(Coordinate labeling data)

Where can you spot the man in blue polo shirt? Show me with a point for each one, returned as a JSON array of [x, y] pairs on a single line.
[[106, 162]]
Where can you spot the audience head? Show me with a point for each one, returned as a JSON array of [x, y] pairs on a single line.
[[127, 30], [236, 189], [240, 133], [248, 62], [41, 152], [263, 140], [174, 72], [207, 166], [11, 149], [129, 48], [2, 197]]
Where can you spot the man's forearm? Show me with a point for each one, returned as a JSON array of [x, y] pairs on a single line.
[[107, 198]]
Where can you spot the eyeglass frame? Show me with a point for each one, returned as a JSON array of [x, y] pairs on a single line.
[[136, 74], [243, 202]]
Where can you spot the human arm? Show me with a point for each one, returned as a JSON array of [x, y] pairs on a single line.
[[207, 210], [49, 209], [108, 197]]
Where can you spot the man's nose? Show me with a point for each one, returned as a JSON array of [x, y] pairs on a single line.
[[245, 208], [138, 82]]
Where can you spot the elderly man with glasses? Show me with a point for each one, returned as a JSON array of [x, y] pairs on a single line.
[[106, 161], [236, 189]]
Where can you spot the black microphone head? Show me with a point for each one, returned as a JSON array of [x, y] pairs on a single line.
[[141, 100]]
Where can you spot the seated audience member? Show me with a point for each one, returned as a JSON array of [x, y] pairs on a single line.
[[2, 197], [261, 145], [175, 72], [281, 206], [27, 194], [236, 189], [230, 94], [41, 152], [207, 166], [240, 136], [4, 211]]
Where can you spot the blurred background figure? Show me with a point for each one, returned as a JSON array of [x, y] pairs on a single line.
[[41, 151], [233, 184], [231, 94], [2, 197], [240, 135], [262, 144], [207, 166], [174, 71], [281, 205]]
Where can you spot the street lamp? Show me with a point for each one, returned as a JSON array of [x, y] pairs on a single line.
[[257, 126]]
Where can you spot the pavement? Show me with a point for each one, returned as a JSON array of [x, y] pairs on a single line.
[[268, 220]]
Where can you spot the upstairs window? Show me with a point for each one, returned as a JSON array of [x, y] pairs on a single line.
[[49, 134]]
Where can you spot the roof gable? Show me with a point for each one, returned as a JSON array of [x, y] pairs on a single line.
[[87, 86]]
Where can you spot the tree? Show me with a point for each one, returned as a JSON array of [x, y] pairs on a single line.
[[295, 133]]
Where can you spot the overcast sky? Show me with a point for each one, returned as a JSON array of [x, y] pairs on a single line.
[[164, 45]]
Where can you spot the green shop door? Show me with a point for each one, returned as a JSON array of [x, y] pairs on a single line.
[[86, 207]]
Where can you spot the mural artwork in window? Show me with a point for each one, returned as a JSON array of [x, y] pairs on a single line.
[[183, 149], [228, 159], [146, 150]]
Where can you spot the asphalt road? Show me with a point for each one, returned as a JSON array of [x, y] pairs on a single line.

Goal
Return exactly, and only, the line containing "Where can you spot the tree?" and every line after it through the end of the material.

The result
Where can you spot the tree? Show me with a point for each one, returned as a JSON array of [x, y] pairs on a single line.
[[295, 133]]
Where can you spot the overcast sky? Show me with a point for each one, returned as a JSON array of [x, y] pairs on a single line.
[[164, 45]]
Where can you spot the green shop door? Show me with a point for each one, returned as a JSON array of [x, y] pairs on a single line.
[[86, 207]]
Where can you spot the mural artwork in window? Show me with a point for each one, returned as a JSON array of [x, y] pairs on a single line.
[[183, 149], [228, 159], [146, 150]]
Where can you spot the asphalt road? Show me with a point for each one, returned as a JSON array of [x, y] pairs on a single line.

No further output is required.